Work item = Your task is to write out exactly the lines from the line containing "the menu sign" through the end of the records, inclusive at both ends.
*** Opening of Information ***
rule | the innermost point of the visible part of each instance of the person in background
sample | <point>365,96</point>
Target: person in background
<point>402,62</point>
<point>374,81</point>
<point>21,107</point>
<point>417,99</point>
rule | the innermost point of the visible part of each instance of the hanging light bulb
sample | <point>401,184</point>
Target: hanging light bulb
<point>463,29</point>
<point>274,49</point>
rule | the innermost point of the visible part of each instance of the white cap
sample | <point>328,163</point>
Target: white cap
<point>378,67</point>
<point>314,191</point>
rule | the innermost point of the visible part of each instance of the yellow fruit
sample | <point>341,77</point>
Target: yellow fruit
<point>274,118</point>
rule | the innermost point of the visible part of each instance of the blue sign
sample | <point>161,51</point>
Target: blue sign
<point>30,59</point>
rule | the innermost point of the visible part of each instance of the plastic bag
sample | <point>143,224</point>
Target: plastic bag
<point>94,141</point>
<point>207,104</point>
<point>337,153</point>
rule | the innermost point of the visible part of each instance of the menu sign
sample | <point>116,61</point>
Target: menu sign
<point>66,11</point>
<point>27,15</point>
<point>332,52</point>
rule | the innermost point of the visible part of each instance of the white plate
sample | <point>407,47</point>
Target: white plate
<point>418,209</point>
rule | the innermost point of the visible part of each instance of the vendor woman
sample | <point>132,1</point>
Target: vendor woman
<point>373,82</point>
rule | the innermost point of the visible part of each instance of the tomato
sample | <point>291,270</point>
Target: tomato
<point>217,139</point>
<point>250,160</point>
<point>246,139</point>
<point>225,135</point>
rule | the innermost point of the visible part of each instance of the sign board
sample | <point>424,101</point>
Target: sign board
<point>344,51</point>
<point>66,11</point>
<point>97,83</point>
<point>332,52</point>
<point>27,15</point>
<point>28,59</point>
*** Close of Information ***
Answer section =
rule | the innermost point of the visible part of each instance of the menu sign
sample | <point>116,61</point>
Target: menu sign
<point>66,11</point>
<point>27,15</point>
<point>332,52</point>
rule | the innermost point of the visible part of each instance of the white plate
sample | <point>407,47</point>
Target: white plate
<point>418,209</point>
rule | the innermost point of the visible part of each instance of the vendor woman
sample | <point>132,1</point>
Target: vendor woman
<point>373,82</point>
rule | the innermost point of the visible part of each instance of the tomato
sample | <point>291,270</point>
Target: tomato
<point>217,139</point>
<point>250,160</point>
<point>246,139</point>
<point>225,135</point>
rule | the innermost point of the visible part of each instance of the sign board
sample | <point>424,101</point>
Target: sign board
<point>344,51</point>
<point>66,11</point>
<point>97,83</point>
<point>332,52</point>
<point>27,15</point>
<point>28,59</point>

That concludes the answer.